Stored data
####################
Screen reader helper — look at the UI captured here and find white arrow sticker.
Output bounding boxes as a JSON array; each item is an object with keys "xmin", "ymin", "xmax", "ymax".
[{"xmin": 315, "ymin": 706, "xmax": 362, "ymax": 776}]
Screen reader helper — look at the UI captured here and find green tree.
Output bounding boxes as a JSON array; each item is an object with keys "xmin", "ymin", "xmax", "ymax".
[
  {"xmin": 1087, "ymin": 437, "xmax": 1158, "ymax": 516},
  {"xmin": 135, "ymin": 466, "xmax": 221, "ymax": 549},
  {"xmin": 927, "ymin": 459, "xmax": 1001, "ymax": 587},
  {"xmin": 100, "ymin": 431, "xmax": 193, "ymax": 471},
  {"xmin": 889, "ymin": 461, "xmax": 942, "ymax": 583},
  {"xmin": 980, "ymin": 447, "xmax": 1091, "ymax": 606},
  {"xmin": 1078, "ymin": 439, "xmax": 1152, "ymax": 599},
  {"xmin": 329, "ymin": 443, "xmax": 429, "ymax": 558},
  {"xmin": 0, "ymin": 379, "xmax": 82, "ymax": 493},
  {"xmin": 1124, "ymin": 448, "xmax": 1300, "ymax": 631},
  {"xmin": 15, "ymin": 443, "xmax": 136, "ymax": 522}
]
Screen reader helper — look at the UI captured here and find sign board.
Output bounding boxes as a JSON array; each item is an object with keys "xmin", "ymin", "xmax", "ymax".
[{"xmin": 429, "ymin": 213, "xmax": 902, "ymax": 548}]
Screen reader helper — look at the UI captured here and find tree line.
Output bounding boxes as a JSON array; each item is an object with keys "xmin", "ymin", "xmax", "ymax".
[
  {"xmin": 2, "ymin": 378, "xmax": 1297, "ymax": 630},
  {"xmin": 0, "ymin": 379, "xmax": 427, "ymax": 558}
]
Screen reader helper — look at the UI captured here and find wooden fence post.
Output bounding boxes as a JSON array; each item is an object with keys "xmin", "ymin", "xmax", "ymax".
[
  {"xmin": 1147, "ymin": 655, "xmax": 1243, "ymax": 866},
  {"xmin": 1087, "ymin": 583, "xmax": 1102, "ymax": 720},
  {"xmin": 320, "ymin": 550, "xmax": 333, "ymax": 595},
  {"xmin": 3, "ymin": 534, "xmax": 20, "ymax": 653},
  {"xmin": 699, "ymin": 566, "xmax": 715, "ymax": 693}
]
####################
● **ABOUT THIS EXERCISE**
When a line of the data above holds the string "tree", count it, and reply with the resulting number only.

● **RESPONSE TO THIS TASK**
2